Coordinate annotation items:
· · · · · · ·
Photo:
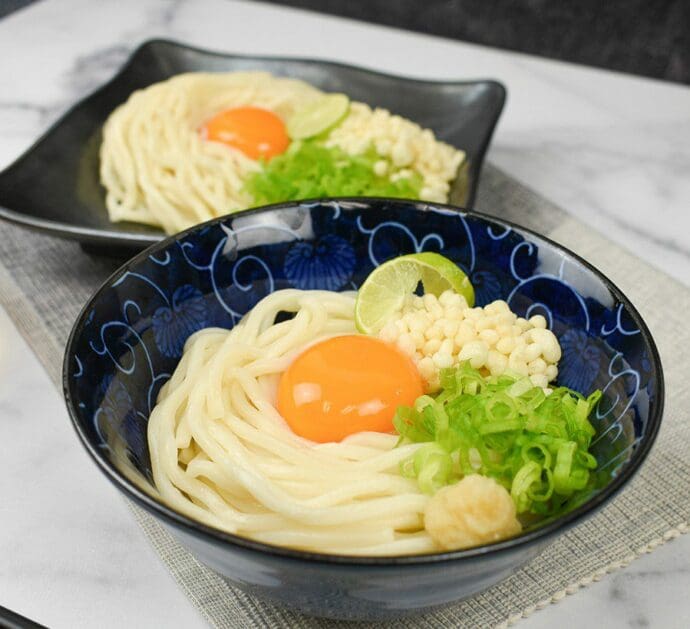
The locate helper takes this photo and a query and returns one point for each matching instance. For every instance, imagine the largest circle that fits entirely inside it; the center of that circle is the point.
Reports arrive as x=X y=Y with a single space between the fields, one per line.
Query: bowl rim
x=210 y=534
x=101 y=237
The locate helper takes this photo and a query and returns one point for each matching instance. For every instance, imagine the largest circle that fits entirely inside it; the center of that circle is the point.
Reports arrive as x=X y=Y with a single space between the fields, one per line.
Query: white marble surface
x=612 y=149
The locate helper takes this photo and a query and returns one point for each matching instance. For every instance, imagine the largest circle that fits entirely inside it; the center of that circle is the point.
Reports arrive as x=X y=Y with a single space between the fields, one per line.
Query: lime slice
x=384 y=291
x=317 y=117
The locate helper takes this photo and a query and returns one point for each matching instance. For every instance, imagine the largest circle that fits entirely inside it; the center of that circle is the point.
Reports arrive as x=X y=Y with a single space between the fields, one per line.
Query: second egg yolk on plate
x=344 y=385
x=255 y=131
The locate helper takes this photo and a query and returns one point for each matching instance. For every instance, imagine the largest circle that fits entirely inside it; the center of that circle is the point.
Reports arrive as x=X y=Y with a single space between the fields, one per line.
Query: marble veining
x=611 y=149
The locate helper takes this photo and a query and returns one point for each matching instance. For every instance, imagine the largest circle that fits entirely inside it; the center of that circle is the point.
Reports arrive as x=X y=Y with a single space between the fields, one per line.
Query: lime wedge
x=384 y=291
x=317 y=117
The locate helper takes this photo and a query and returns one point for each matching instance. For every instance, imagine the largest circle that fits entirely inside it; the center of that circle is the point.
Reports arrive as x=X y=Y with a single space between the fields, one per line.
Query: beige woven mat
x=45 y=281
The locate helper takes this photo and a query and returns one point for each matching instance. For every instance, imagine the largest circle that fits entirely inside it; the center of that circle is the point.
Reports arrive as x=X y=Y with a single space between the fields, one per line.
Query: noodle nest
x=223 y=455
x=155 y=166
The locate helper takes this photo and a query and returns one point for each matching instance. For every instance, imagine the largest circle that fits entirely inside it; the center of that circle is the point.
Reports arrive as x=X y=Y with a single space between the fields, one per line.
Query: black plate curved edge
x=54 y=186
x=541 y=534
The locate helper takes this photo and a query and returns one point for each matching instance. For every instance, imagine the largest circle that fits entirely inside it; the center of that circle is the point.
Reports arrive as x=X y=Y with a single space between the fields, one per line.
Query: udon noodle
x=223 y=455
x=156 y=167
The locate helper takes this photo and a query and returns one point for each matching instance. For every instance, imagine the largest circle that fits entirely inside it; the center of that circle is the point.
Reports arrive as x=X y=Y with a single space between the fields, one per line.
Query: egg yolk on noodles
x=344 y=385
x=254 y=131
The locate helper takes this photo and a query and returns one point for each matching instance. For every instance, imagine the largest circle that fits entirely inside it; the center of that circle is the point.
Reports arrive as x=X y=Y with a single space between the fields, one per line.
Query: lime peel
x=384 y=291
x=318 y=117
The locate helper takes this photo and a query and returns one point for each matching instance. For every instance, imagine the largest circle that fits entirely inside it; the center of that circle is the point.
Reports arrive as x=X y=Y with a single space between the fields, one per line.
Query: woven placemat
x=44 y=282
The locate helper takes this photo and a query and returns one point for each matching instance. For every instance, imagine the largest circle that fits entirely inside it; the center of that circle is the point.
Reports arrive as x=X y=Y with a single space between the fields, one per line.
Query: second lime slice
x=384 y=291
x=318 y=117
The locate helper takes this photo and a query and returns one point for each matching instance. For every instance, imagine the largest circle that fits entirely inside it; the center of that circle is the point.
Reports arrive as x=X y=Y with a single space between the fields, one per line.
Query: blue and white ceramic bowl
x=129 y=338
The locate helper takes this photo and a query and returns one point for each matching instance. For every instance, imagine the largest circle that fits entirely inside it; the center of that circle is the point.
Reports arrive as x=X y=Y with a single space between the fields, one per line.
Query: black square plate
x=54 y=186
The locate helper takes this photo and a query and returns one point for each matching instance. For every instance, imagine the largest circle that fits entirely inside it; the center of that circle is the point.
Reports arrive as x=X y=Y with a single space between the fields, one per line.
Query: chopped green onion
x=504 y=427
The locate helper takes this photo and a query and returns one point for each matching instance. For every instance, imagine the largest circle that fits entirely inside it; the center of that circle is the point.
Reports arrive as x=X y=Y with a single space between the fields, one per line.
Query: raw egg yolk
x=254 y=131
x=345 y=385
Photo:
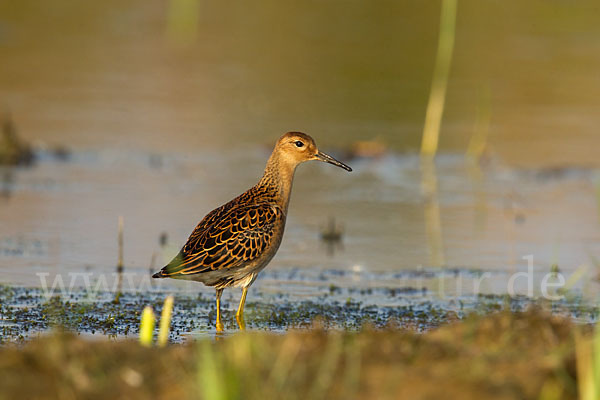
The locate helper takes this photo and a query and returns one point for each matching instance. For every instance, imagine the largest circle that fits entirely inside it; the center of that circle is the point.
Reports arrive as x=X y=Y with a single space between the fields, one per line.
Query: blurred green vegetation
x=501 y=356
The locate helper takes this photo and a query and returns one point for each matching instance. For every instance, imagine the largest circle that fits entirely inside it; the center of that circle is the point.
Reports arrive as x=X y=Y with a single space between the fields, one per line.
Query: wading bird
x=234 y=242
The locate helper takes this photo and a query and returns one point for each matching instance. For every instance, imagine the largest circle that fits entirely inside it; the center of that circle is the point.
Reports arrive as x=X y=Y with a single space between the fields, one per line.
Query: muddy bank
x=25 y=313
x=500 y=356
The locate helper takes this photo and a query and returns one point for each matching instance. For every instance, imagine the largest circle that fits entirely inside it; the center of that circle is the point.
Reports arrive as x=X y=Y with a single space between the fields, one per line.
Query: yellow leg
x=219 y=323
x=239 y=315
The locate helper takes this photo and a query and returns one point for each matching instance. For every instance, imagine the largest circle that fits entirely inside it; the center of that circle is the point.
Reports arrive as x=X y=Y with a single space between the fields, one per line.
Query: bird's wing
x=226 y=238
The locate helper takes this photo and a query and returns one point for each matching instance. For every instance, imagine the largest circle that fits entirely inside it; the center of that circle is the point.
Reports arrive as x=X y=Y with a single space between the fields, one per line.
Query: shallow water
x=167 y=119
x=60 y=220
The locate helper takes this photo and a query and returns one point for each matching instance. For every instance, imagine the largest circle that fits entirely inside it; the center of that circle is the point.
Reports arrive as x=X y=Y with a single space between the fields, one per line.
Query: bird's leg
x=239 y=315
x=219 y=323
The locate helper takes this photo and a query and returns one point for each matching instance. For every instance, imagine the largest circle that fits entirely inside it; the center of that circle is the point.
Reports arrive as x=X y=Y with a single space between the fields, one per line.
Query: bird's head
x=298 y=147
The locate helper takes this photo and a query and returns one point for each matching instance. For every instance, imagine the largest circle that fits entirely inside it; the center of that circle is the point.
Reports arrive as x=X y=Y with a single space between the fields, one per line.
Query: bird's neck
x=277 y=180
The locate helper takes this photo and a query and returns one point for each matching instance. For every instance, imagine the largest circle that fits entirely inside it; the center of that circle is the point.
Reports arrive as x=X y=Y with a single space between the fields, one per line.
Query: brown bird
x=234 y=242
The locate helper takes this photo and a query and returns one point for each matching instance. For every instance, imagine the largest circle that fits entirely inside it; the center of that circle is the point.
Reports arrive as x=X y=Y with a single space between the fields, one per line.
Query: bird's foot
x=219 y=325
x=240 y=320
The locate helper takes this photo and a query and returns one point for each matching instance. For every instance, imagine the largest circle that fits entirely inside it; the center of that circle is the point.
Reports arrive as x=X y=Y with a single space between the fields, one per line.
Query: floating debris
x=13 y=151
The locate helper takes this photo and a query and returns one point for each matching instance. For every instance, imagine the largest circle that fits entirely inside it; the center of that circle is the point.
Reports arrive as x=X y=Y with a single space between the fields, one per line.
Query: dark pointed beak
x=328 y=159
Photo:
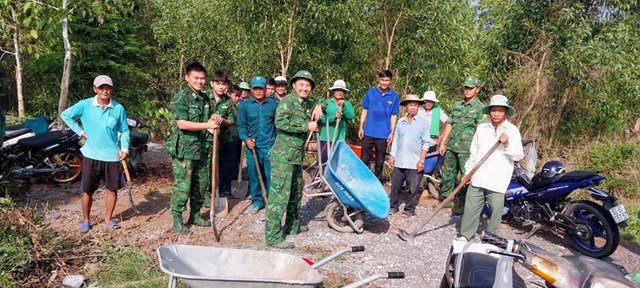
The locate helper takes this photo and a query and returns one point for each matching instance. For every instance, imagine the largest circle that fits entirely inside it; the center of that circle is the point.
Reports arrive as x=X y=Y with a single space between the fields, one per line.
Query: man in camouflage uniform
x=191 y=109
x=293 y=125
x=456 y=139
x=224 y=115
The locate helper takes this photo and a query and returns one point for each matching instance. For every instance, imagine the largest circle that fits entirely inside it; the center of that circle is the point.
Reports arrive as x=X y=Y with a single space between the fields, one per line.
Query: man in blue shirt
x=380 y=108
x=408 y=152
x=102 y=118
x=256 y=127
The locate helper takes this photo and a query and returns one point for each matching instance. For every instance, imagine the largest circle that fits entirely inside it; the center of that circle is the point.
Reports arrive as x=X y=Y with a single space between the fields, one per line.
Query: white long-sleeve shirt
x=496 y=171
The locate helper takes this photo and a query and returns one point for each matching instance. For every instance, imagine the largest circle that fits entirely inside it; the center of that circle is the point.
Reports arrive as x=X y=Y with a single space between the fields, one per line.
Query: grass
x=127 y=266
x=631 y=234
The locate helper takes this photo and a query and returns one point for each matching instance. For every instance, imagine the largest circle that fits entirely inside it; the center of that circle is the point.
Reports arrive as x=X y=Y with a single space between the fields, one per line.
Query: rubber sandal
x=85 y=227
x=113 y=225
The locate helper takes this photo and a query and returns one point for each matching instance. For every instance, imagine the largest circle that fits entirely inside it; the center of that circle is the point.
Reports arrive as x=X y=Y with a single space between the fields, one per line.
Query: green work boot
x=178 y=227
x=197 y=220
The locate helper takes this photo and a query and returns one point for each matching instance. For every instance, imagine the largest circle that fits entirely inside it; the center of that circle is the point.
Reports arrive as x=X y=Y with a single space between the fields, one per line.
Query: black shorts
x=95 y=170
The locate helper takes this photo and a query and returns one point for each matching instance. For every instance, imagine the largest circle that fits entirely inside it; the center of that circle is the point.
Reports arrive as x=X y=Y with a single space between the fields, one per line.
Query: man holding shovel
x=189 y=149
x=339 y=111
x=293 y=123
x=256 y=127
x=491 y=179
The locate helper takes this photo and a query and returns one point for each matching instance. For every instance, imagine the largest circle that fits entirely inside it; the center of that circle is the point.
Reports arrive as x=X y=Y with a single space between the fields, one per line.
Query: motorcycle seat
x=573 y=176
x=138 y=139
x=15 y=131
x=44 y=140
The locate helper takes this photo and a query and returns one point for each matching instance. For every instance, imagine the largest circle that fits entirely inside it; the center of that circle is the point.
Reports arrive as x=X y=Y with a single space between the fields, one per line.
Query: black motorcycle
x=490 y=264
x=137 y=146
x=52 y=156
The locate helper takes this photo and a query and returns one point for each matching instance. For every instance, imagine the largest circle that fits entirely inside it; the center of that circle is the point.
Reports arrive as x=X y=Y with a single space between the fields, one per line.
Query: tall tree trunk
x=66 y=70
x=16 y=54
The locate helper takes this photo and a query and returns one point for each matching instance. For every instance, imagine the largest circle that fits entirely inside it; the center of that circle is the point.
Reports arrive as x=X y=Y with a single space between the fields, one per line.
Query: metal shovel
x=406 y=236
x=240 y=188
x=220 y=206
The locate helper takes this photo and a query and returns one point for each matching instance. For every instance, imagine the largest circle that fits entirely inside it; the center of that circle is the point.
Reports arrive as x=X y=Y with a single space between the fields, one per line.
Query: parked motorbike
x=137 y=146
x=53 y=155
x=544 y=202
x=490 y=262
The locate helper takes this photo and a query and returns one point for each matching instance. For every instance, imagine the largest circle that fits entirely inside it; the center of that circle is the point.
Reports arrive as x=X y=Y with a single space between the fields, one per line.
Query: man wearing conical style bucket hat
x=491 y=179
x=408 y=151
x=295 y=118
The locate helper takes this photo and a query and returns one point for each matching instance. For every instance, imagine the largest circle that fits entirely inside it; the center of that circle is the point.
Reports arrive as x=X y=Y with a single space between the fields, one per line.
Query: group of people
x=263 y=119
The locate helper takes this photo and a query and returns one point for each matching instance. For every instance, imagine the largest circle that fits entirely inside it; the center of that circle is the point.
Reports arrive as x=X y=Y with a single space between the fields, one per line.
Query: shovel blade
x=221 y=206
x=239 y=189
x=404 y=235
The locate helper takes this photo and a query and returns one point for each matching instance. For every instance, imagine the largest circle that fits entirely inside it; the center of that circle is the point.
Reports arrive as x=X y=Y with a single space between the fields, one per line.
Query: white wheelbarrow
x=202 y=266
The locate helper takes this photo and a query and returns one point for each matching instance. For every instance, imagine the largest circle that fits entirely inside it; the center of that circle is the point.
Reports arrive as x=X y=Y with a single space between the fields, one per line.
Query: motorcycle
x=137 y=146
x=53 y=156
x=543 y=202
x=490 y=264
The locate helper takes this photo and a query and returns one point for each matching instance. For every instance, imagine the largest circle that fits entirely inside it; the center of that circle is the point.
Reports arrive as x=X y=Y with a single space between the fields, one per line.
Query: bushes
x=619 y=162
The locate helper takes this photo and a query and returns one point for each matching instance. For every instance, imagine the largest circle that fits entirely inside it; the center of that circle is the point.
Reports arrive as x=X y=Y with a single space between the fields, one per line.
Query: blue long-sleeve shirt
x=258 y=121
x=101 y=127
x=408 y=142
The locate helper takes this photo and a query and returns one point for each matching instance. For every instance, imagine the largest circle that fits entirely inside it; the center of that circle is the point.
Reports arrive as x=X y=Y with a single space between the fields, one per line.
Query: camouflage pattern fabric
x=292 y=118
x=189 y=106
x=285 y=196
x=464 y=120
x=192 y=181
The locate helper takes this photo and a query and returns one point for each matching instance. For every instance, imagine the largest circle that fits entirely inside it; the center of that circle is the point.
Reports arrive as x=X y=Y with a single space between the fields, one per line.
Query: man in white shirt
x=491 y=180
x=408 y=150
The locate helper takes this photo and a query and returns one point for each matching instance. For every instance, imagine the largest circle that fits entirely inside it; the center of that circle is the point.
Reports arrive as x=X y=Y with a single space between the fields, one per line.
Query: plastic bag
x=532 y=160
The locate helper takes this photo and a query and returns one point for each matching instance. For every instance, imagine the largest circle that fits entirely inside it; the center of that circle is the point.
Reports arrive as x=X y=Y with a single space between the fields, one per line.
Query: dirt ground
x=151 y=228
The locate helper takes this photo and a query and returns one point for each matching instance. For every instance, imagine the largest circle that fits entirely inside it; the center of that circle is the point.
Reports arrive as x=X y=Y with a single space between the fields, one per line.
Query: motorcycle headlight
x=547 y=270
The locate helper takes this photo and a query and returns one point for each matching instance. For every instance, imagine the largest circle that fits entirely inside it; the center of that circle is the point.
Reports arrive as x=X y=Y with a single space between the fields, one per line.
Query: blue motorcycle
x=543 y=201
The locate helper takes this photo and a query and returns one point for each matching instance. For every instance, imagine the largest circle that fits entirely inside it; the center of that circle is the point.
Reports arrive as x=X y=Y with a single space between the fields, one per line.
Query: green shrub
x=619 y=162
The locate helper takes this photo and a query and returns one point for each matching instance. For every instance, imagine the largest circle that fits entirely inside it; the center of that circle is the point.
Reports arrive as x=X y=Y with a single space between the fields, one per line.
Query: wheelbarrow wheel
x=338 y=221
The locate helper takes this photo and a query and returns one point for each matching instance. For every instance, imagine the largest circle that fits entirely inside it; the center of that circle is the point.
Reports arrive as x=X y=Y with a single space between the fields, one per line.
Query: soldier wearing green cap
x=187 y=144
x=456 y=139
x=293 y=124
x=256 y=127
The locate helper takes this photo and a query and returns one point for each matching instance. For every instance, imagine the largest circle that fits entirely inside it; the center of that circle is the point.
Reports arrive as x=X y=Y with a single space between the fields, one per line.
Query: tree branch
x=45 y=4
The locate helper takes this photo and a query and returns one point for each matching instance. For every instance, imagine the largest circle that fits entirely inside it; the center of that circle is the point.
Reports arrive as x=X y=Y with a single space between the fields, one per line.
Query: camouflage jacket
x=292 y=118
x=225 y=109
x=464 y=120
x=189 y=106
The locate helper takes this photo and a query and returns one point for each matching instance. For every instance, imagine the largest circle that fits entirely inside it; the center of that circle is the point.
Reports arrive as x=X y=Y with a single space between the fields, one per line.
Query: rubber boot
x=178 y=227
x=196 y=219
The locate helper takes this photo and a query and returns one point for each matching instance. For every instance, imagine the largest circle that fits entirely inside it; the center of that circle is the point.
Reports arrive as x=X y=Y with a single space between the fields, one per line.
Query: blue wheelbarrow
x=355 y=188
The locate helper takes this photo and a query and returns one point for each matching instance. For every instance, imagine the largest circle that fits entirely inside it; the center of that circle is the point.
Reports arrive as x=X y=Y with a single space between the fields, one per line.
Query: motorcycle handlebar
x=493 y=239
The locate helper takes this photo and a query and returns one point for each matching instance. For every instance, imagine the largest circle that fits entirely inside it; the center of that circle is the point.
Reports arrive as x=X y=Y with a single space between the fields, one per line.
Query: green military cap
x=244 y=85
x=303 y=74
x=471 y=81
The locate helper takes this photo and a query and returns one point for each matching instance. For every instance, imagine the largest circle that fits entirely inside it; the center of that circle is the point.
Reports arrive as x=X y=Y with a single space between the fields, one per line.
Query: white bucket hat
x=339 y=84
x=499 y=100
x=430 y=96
· · · · · · ·
-- Short task --
Switch "locate helper" to "pointing tool" in the items from the start through the line containing "x=612 y=149", and give those lines again with nothing else changed. Leave the pictures out of the answer.

-- The answer --
Photo:
The pointing tool takes this photo and a query and returns one point for each matching instance. For every instance, imagine the largest circle that fits entirely inside it; the center of that circle is the point.
Reports arrive as x=X y=Y with a single space between the fields, one per line.
Query: bowl rim
x=210 y=534
x=101 y=237
The pointing tool takes this photo and a query and returns one point for each matching instance. For every instance, imagine the largest circle that fits entirely inside it; the center of that circle is the point.
Reports arrive as x=X y=Y with a single space between the fields, one per line.
Query: white marble surface
x=612 y=149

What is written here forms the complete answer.